Work instructions
Render every line of the listing below as a numbered list, omitting blank lines. Leave the pictures out of the output.

Records for the task
○ ○ ○ ○ ○ ○ ○
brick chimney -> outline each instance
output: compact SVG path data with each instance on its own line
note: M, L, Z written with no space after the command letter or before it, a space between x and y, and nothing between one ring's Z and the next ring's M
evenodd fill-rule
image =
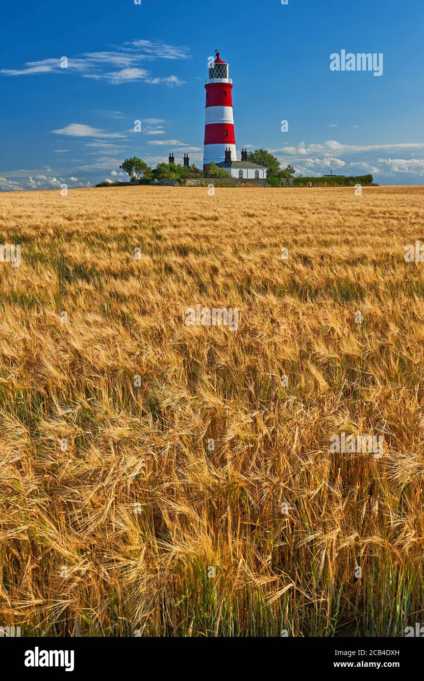
M231 147L228 146L225 150L225 161L226 163L231 163Z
○ ○ ○ ○ ○ ○ ○
Right answer
1. brick chimney -> outline each instance
2. output: compact SVG path data with each instance on its own line
3. note: M, L, Z written with no space after the command letter or before it, a space between x and y, and nothing between one ring's Z and the next ring's M
4. evenodd fill-rule
5. image =
6. M231 147L228 146L225 150L225 161L226 163L231 163Z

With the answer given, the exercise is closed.